- **Trecho**:
Começo de ano, bom momento para fazer novos planos e rever os antigos. Reorganizar metas, objetivos, desejos e colocar tudo em perspectiva. Também é salutar refletir sobre hábitos há muito tempo arraigados e, quem sabe, necessitem ser abandonados ou modificados em nome de uma vida mais saudável e equilibrada.
Há mais de dez anos não sou proprietário de um veículo motorizado. Resido em uma região muito bem servida de transporte público (ônibus e metrô), uma gama de serviços quase ao alcance da mão (supermercados, cinemas, padarias, bancos) e para quase todos os meus compromissos profissionais o tempo médio gasto em deslocamentos gira em torno de 20 minutos (espantoso e irrisório para uma cidade como São Paulo). Por essas razões, a decisão sobre voltar a ter um carro tem sido protelada sine die. Portanto, decidi por um momento, levantar nestas linhas a possibilidade de adquirir uma dessas máquinas maravilhosas e redentoras.
Uma pausa para falar do interesse coletivo
Aqui neste espaço já falei diversas vezes dos problemas relacionados ao transporte individual. Entre eles, os causados pelo aumento exponencial, nos últimos anos, no número de carros que ocupam as ruas, estradas e avenidas de todo o país. Algumas das consequências: congestionamentos cada vez maiores; cidades desfiguradas por obras caras e ineficientes; perda da qualidade de vida e aumento da poluição. Neste último item, tivemos no final de 2012 a notícia de que São Paulo já não irá cumprir sua meta de redução das emissões de gases do efeito estufa. Ao invés de reduzir foi registrado um aumento nas emissões da cidade no período de nove anos até 2011.
O inventário paulistano de emissões dos chamados GEEs responsáveis pelo aquecimento global registrou crescimento de 4,4% de 2003 a 2011, atingindo 16,4 milhões de toneladas de dióxido de carbono equivalente. O número corresponde à emissão de 1,5 tonelada por habitante. Na ocasião, o professor Paulo Saldiva, do Laboratório de Poluição Atmosférica da USP, afirmou que uma possível solução virá por ações que reduzam o transporte individual na cidade.
De volta às decisões de caráter pessoal
Agora voltando à dúvida cruel: comprar ou não um carro? Antes de mais nada é importante ressaltar que busquei fazer uma reflexão baseada em fatos cotidianos, opiniões de pessoas conhecidas, leituras e sobre os apelos comerciais a que somos bombardeados diariamente.
Sei muito bem que existem outras realidades bastante diversas da minha, as motivações para se possuir um carro variam bastante, mas é também verdade que uma boa parte das principais razões a favor ou contra a propriedade de um “veículo motorizado para o transporte individual” (chamados a partir de agora neste texto de VMTI), guardam semelhanças comuns.
Senão vejamos esse singelo levantamento de 10 argumentações contra e a favor para a aquisição de um VMTI. Como disse anteriormente não são baseados em levantamento científico, mas apenas na realidade cotidiana.
Os 10 argumentos contrários são: 1 – IPVA; 2 – Licenciamento; 3 – Seguro; 4 – Manutenção e Combustível; 5 – Estacionamento; 6 – Congestionamentos; 7 – Segurança; 8 – Liberdade; 9 – Comodidade; 10 – Sedentarismo.

- **Problema a resolver**:
Redigite o trecho entre “Há mais de dez” e “maravilhosas e redentoras.”, incluindo as duas pontas. O material não tem relação alguma com o trecho acima.

- **Registros**:
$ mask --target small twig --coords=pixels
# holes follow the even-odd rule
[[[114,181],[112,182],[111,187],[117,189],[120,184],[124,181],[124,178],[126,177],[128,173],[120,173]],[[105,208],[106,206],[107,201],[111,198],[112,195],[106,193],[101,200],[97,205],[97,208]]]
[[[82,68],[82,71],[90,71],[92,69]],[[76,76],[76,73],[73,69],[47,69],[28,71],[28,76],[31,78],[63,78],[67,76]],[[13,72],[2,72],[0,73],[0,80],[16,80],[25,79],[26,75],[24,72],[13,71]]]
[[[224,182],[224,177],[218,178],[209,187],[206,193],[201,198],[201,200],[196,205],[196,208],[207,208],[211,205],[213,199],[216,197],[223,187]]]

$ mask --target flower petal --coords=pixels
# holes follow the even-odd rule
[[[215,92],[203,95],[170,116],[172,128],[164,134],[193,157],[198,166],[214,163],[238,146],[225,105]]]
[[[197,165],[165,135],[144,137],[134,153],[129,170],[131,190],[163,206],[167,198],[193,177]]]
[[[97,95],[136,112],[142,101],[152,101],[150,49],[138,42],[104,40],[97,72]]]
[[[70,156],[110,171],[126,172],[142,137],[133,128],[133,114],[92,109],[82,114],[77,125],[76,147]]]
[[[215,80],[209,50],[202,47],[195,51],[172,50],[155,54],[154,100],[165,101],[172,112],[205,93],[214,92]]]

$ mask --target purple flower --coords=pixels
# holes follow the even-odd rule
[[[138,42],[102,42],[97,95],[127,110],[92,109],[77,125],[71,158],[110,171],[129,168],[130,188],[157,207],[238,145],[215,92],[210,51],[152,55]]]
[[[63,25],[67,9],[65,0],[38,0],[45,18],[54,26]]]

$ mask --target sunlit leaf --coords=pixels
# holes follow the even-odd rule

- **A resposta**:
Há mais de dez anos não sou proprietário de um veículo motorizado. Resido em uma região muito bem servida de transporte público (ônibus e metrô), uma gama de serviços quase ao alcance da mão (supermercados, cinemas, padarias, bancos) e para quase todos os meus compromissos profissionais o tempo médio gasto em deslocamentos gira em torno de 20 minutos (espantoso e irrisório para uma cidade como São Paulo). Por essas razões, a decisão sobre voltar a ter um carro tem sido protelada sine die. Portanto, decidi por um momento, levantar nestas linhas a possibilidade de adquirir uma dessas máquinas maravilhosas e redentoras.